═══ STUDY MATERIAL

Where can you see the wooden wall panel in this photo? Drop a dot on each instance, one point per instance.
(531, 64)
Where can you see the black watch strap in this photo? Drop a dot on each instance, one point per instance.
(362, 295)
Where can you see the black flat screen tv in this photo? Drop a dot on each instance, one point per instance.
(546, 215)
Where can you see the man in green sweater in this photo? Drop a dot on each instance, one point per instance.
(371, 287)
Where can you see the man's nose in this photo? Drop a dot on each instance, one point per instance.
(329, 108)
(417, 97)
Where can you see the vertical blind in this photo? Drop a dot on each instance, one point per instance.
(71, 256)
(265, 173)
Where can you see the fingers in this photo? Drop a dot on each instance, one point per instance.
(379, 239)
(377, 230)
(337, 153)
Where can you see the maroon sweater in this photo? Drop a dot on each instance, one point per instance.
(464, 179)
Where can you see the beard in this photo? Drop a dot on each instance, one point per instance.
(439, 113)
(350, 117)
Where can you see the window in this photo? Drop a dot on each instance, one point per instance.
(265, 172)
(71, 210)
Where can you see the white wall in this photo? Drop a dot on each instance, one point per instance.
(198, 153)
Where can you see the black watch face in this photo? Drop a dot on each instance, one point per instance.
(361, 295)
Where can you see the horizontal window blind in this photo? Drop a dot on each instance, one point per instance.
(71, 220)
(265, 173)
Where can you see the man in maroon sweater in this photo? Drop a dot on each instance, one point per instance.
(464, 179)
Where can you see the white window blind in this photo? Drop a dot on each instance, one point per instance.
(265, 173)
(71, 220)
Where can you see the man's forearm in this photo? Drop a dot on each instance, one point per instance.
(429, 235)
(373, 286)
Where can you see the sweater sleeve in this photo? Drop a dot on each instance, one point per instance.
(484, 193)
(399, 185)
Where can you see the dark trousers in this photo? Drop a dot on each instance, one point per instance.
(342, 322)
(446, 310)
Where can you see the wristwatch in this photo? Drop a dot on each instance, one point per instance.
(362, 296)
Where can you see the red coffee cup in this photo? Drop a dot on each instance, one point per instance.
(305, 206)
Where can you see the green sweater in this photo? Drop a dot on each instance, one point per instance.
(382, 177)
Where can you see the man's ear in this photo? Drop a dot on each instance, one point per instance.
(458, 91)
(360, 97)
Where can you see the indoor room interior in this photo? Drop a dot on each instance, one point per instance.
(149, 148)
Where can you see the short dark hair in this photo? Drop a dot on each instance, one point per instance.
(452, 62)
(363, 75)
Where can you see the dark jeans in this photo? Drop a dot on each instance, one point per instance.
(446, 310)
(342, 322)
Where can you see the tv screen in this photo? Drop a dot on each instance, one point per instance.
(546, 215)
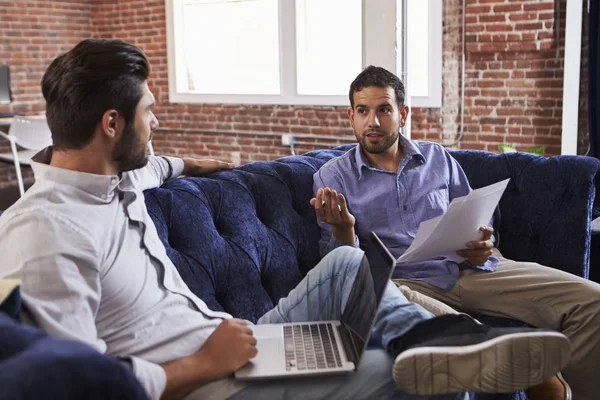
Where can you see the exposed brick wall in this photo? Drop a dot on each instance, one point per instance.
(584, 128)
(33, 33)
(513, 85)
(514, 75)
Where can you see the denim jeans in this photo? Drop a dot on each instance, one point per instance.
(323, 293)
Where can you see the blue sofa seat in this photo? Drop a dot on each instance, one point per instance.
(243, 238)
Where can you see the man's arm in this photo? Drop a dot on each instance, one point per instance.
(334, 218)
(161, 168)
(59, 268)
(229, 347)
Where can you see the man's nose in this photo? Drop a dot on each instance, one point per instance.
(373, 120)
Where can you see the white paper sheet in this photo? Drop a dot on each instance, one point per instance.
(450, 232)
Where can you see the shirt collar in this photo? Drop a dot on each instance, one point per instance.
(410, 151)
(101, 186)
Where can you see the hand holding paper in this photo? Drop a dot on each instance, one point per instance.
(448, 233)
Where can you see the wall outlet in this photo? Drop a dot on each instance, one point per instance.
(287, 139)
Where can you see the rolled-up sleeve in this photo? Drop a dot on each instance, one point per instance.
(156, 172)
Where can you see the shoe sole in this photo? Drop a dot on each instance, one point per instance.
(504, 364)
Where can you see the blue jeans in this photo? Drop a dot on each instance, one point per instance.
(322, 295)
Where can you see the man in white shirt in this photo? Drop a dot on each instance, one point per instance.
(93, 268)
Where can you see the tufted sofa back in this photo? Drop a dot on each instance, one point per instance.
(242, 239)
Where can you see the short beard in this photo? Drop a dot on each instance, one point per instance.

══════
═══ STUDY MATERIAL

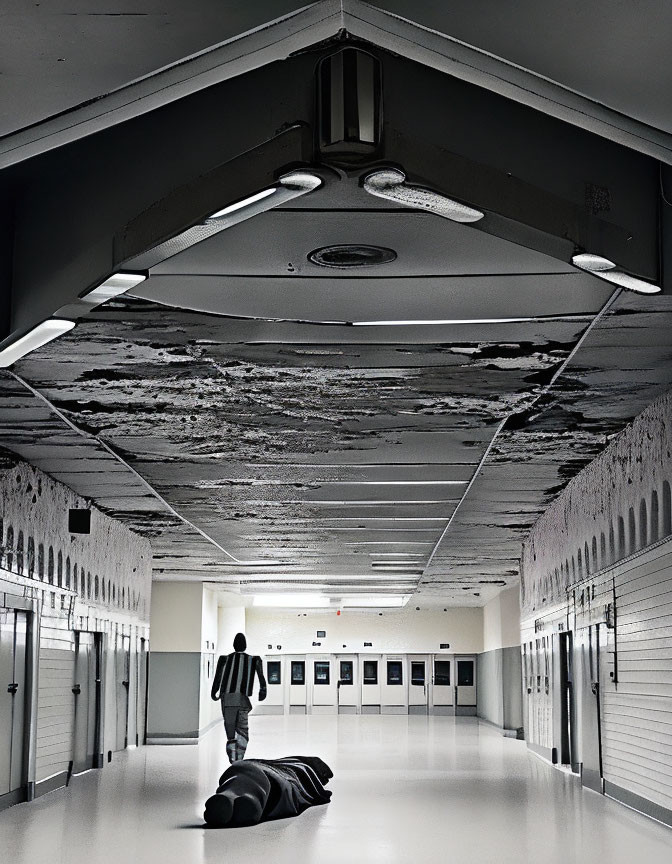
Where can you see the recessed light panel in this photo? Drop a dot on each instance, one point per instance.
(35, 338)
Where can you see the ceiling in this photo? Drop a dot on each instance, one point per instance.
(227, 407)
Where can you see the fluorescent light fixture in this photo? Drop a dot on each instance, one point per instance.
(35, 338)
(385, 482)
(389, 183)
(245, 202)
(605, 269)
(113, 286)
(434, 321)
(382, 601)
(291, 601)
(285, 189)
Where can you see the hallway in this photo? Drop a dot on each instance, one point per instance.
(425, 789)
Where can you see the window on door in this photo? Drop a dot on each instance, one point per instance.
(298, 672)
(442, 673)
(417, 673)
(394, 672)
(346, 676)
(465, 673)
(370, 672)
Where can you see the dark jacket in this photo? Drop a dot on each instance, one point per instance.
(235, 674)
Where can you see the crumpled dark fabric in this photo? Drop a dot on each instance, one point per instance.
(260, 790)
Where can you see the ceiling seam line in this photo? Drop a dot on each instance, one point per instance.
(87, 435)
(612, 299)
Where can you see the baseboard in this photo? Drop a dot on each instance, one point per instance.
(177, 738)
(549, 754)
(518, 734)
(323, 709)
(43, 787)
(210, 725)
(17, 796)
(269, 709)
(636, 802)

══════

**THE TASK:**
Look above for the line with "Where can you see the rolled-up" and the line with "Where can you see the short beard", and reproduce exactly those two lines plus every line between, nothing more.

**SOLUTION FOR THIS EXERCISE:**
Where can you see the rolled-up sleeve in this photo? Drop a dot on each instance, one point per instance.
(156, 172)
Where can you see the shoe sole in this photo? Drop a dot on each instance, one point per instance.
(504, 364)
Where can you see the blue jeans in this photo? Drop a dot on each instance, one point per instance.
(322, 295)
Where can you see the man in white shirt in this photo? Drop a dot on each instance, one point per instance.
(93, 268)
Where can you see the tufted sofa back in this photo? Drop a dot on each instance, one point per instance.
(242, 239)
Where can you see the short beard in this photo? Drop a dot on each instance, one point per instance.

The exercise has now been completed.